## Raw data
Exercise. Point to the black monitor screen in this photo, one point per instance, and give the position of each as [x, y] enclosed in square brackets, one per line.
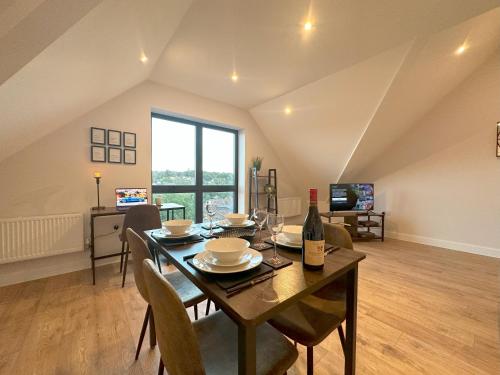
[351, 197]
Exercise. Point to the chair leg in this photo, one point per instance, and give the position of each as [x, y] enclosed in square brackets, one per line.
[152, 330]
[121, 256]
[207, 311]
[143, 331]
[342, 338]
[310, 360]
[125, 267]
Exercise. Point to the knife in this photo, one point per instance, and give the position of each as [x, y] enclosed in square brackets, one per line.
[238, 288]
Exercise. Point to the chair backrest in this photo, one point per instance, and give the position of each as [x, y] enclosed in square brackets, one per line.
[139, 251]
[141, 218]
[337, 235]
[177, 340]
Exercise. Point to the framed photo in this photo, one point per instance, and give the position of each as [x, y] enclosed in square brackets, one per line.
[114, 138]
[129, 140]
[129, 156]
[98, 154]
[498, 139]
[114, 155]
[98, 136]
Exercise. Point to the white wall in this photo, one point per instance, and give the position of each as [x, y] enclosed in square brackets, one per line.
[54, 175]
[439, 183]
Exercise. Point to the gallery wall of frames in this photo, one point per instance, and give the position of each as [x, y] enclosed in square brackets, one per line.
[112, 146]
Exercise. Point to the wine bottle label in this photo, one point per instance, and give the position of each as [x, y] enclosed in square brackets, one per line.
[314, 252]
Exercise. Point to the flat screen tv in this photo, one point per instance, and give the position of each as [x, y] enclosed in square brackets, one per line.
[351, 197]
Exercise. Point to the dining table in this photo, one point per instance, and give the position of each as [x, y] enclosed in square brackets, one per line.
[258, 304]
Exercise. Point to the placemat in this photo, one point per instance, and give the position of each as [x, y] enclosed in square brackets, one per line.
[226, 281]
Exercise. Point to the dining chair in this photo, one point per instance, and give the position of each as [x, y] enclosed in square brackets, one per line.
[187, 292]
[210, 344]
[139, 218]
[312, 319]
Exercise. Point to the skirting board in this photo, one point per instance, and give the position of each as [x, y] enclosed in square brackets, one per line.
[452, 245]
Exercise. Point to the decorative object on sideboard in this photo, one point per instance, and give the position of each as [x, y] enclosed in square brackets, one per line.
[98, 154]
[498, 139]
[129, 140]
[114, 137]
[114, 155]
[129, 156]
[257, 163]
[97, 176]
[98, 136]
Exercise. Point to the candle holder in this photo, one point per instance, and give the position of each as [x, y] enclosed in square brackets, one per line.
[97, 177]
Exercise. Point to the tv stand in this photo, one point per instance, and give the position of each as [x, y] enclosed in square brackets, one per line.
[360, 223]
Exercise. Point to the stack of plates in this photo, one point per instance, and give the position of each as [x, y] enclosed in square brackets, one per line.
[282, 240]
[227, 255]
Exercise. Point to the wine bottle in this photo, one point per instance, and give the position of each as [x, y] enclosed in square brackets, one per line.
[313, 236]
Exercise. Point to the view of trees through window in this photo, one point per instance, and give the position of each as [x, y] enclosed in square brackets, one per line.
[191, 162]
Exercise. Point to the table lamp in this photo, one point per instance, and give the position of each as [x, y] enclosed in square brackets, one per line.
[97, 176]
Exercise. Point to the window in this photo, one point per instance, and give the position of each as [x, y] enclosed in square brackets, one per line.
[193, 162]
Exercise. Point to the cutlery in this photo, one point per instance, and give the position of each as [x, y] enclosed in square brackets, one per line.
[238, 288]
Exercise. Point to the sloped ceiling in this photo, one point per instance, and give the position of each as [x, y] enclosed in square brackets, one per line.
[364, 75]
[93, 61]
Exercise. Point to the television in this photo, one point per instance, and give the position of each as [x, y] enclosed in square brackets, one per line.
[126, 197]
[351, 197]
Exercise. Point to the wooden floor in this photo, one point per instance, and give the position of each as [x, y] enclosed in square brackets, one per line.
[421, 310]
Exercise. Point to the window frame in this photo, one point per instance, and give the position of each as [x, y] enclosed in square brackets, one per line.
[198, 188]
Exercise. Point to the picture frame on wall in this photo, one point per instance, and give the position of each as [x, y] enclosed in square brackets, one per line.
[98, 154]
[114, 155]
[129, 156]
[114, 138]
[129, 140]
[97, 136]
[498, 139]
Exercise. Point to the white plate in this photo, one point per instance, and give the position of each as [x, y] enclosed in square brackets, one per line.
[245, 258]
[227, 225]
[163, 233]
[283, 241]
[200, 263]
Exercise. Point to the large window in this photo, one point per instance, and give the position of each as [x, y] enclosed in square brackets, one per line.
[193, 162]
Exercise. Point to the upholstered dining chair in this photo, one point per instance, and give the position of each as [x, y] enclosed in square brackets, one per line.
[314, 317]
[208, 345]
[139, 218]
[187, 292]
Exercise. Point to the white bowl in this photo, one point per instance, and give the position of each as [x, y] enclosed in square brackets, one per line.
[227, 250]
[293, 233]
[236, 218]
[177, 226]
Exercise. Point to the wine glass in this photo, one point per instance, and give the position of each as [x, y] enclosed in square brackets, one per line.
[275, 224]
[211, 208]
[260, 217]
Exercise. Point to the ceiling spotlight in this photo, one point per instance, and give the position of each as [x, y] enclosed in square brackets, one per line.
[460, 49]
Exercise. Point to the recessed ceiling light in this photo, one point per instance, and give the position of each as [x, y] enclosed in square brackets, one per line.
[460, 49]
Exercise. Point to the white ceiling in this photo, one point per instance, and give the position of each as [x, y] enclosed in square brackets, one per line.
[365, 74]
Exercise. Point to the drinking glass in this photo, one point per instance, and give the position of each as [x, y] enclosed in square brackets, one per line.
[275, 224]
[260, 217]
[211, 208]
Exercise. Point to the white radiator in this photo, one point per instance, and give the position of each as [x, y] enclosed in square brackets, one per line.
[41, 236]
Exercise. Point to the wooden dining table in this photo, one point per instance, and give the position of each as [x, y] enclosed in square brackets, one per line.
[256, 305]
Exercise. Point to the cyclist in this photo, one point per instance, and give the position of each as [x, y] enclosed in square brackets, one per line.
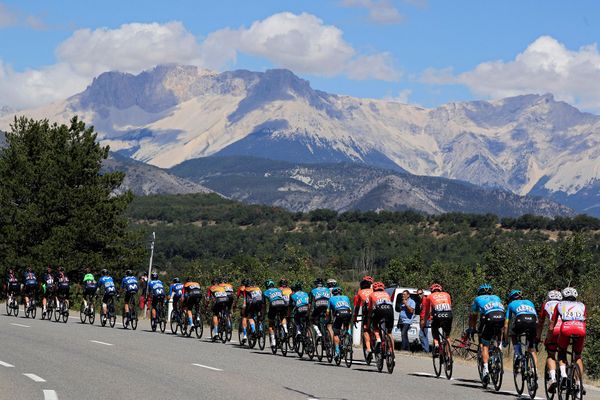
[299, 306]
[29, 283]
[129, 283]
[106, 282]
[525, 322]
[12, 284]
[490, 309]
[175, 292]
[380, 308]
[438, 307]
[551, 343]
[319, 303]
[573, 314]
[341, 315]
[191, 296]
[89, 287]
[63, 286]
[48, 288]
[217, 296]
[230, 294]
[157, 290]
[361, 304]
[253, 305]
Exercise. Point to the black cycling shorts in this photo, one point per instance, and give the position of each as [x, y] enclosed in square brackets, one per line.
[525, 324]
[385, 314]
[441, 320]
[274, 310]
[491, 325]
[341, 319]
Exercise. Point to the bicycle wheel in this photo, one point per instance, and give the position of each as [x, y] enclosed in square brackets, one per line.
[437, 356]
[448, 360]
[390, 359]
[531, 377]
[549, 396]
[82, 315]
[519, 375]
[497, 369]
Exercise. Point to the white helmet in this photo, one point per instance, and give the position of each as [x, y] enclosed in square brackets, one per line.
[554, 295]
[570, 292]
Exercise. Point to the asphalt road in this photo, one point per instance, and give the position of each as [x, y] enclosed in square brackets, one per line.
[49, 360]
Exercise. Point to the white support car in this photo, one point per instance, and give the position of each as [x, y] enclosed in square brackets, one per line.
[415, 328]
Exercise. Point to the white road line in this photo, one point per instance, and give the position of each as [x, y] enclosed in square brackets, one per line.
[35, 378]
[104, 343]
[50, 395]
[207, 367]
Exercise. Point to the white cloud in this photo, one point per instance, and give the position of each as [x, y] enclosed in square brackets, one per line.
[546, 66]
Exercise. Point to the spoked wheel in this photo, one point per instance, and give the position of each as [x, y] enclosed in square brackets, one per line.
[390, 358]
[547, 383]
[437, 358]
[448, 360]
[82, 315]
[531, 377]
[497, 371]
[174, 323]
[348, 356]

## Problem details
Copy every one of these items above word for word, leaving out the pictures.

## Final answer
Exercise. Point to the black monitor screen in this photo, one point per instance, and give the position of each as [x, y] enclosed in square brackets, one per line.
[351, 197]
Exercise. Point to the chair leg in this photo, one point per instance, and give the position of each as [x, y] enclosed in square brackets, one per line.
[152, 330]
[121, 256]
[207, 311]
[143, 331]
[342, 338]
[310, 360]
[125, 267]
Exercise. Point to the knife in this photo, one point per instance, and give the position of each as [x, y] enclosed in square brackets, one per line.
[238, 288]
Exercise. Point to the chair backrest in this photo, one point per instance, and give the position of each as [x, y] enclosed in square brackets, one per line.
[139, 251]
[141, 218]
[337, 235]
[177, 340]
Exercise. Point to the framed photo in this photo, one point per instance, and give the position of each as [x, y] enclosed in square brackets, one per line.
[114, 138]
[129, 140]
[129, 156]
[98, 154]
[498, 139]
[114, 155]
[98, 136]
Exercise. Point to the white wall in this photo, one point per instance, and give the position of each as [x, y] enclosed in square brackets, one per line.
[54, 175]
[439, 183]
Exercise. Point to the gallery wall of frames in this photo, one point per instance, and give the position of each as [x, y] enclosed in square brackets, one per line.
[112, 146]
Exercise. Point to the wine bottle label in this photo, one point per instance, and give the position of each as [x, y] enclosed in square brackets, one per line.
[314, 252]
Exercise. Point to the flat screen tv in this photo, one point per instance, and give the position of each as [x, y] enclosed in square brackets, one per line.
[351, 197]
Exercise. Point to the dining table in this photo, one point per instance, and give the position of each as [x, y] enclosed in square brackets, one per line.
[258, 304]
Exercise. Point to the placemat in this photo, one point per instance, and give the position of each as [x, y] enclosed in square brackets, one per line.
[226, 281]
Exercise. Point to the dining chair in this photo, one point per instance, and give the position of each as [x, y] enclosed in square brackets, one per line.
[187, 292]
[210, 344]
[139, 218]
[312, 319]
Exercise. Point to the skirting board in this photo, one point per instance, and give the position of each as [x, y] enclosed in square brackets, one per line.
[452, 245]
Exercise. Point to the decorative object on sideboard in this photo, one point per instance, and give the position of each as [x, y] enclosed in square brackets, one per line.
[98, 154]
[498, 139]
[129, 140]
[114, 137]
[114, 155]
[129, 156]
[257, 163]
[97, 176]
[98, 136]
Exercise. Point to the candle holder in this photo, one point per instance, and give the position of each as [x, y] enclosed in square brackets, one per line.
[97, 177]
Exercise. Point to the tv stand in this photo, one point per instance, and give the position of each as [x, y] enclosed in square brackets, one per line.
[360, 223]
Exercise. Point to the stack of plates in this photo, one point per instance, and give the position of each as [x, y] enclosed in square brackets, one per line.
[282, 240]
[227, 255]
Exercise. Point to the wine bottle in this photo, one point per instance, and give the position of each as [x, y] enclosed in square brackets, one per line.
[313, 236]
Exercise. Point to the view of trees through window in this photo, one point per instance, and give the position of each as [x, y] enclosed in square brackets, one per line.
[191, 162]
Exercise. Point to the table lamp in this photo, one point per instance, and give the position of each as [x, y] enclosed in square brackets, one per line.
[97, 176]
Exercise. Point to the window in this photo, one point per instance, and give the position of each as [x, y] enclosed in square brackets, one per line.
[193, 162]
Exercise. Point to the cutlery in this photo, one point per instance, and give the position of each as [x, y] enclosed in square brackets, one per line.
[238, 288]
Exercise. Point to the sloped ceiling in this photo, one point per instance, and give the position of each as [x, y] enclosed in square brackets, one per line.
[364, 75]
[93, 61]
Exercise. Point to the television in this photo, one point per instance, and give the position of each as [x, y] enclosed in square brackets, one per line.
[126, 197]
[351, 197]
Exercise. Point to the wooden floor in this photo, one point per instance, and give the position of each as [x, y] enclosed in square brackets, one per line.
[421, 310]
Exercise. Point to the window frame in this photo, one point per instance, and give the position of each as [x, y] enclosed in square brackets, one per line.
[198, 188]
Exercise. Point to the picture frame on wall in this photo, one point per instance, and give the position of each as [x, y] enclosed in square brackets, one per line.
[98, 154]
[114, 155]
[129, 156]
[114, 138]
[129, 140]
[97, 136]
[498, 139]
Exercise. Point to the white plate in this photo, one point per instance, and give the position of each as [x, y] enclosed in square brackets, one per line.
[245, 258]
[227, 225]
[163, 233]
[283, 241]
[200, 263]
Exercise. Point to the large window in this photo, one point per instance, and give the position of each as [x, y] enclosed in square brackets, one per line.
[193, 162]
Exercise. Point to the upholstered dining chair in this photo, one point per instance, and give the position of each as [x, y] enclosed in square brackets, one per line.
[314, 317]
[208, 345]
[139, 218]
[187, 292]
Exercise. Point to the white bowl in this photo, one point per instance, and give the position of each as [x, y] enclosed in square brackets, one per line.
[227, 250]
[293, 233]
[236, 218]
[177, 226]
Exercise. Point to the wine glass in this photo, one point per instance, and give the position of each as [x, y] enclosed in square brackets, one per line.
[275, 224]
[211, 208]
[260, 217]
Exercise. Point to the ceiling spotlight in this photo, one point per instance, and give the position of each as [x, y] enclosed in square brackets, one per line.
[460, 49]
Exercise. Point to the recessed ceiling light in this photo, one point per instance, and give the position of each as [x, y] enclosed in square brackets, one per line.
[460, 49]
Exercise. Point to the white ceiling in this photo, one point per instance, and give the position of each as [x, y] enclosed in square brackets, one per line.
[365, 74]
Exercise. Point to the drinking glass in this photo, one point per instance, and give the position of each as [x, y] enclosed in square brackets, one per line.
[275, 224]
[260, 217]
[211, 208]
Exercise. Point to the white radiator in this photo, one point per instance, and give the position of each as [x, y] enclosed in square brackets, one per line.
[41, 236]
Exercise. Point to the wooden dining table in this photo, one point per instance, and give the position of each as [x, y] enclosed in square brackets, one per line.
[256, 305]
Exercise. Point to the cyclist in this photo, one point per instance, and give the position of each as [x, y] enclosed in square brackets, one per line.
[299, 306]
[29, 283]
[129, 283]
[106, 282]
[525, 322]
[12, 284]
[490, 309]
[175, 292]
[380, 308]
[438, 307]
[551, 343]
[319, 303]
[573, 314]
[341, 315]
[191, 296]
[89, 287]
[63, 286]
[48, 288]
[217, 296]
[230, 294]
[157, 290]
[361, 304]
[253, 305]
Exercise. Point to the black cycling shorts in this photo, one point per instance, and give the position of each as [x, y] enclosed in square brackets, one per line.
[525, 324]
[385, 314]
[441, 320]
[274, 310]
[491, 325]
[341, 319]
Exercise. Point to the bicycle wheel in this photo, one point per instance, and give the position of each as [x, y] enclosed in square brackets, one per line.
[437, 356]
[448, 360]
[390, 359]
[531, 377]
[549, 396]
[82, 315]
[519, 375]
[497, 369]
Exercise. Point to the white helmet in this photo, one point per instance, and give the position of each as [x, y] enclosed in square brackets, one per line.
[554, 295]
[570, 292]
Exercise. Point to the asphalt road in this photo, one point per instance, and give the position of each as [x, y] enclosed in square brackets, one per line.
[49, 360]
Exercise. Point to the white support car in this photo, one point per instance, and give the position of each as [x, y] enclosed in square brackets, one per line.
[415, 328]
Exercise. Point to the white road line in this photo, one point per instance, and give the position of each as [x, y] enclosed in square brackets, one per line.
[35, 378]
[104, 343]
[50, 395]
[207, 367]
Exercise. Point to the white cloud in this photo, one point per instance, and give the position of each as [x, y] enclosed in square brackets, one per line.
[546, 66]
Exercise. Point to the spoked wheel in this photo, one point per instance, and give the position of each as [x, y] enclosed in square brackets, one per line.
[390, 358]
[547, 383]
[437, 358]
[448, 360]
[82, 315]
[531, 377]
[497, 371]
[174, 323]
[348, 356]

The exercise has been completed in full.